-- start of Supplied data --
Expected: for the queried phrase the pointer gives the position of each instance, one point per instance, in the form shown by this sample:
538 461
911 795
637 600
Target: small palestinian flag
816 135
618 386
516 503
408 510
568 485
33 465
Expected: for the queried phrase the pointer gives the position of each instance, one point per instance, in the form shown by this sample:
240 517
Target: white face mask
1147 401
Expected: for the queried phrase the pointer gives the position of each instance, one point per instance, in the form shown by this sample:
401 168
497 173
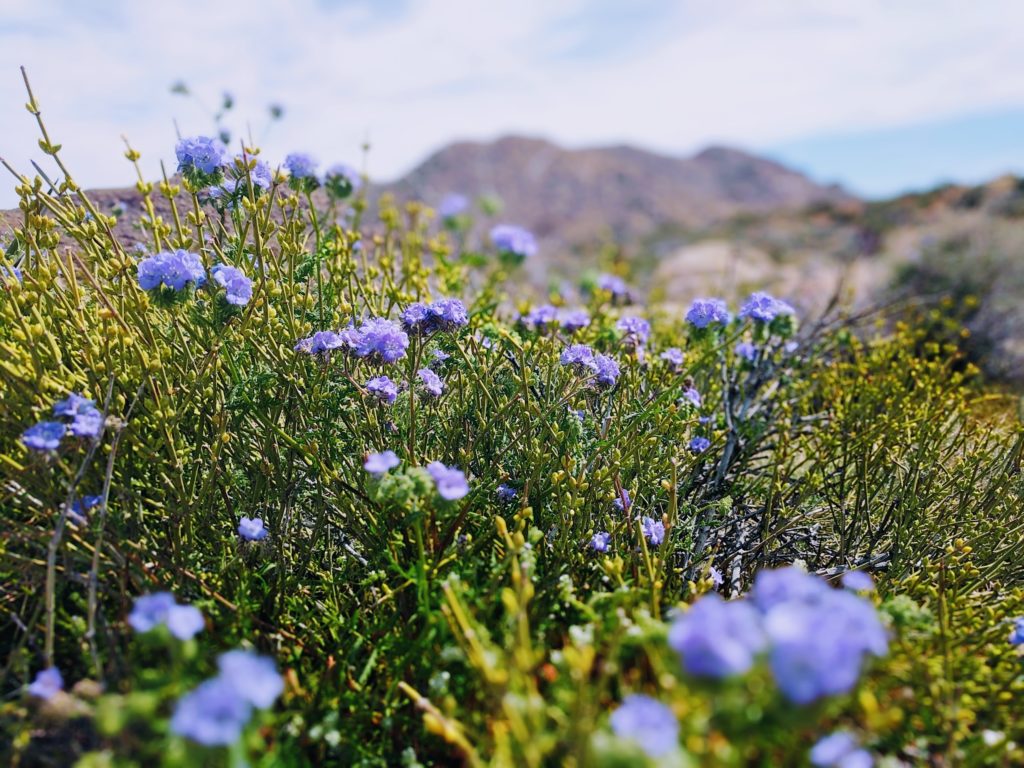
-- end of Supplied data --
Copy all of the records above word for word, leaving out the pictures.

— Solution —
Expected: for the queried phrase the pointer gives the position of each instance, one point per instance, in the form shown by this sample:
538 461
911 795
637 600
Target: small palestinian flag
816 135
618 386
516 503
408 510
568 485
33 465
Expected: for the queried phrase the pointer gives the position of each instance, one point per instance, in the form shown by this sample:
240 517
Target: white face mask
1147 401
Expected: for the queried phrase the pointer gives the position of each instance, one point per instance, in the form shown by this sample:
401 168
497 173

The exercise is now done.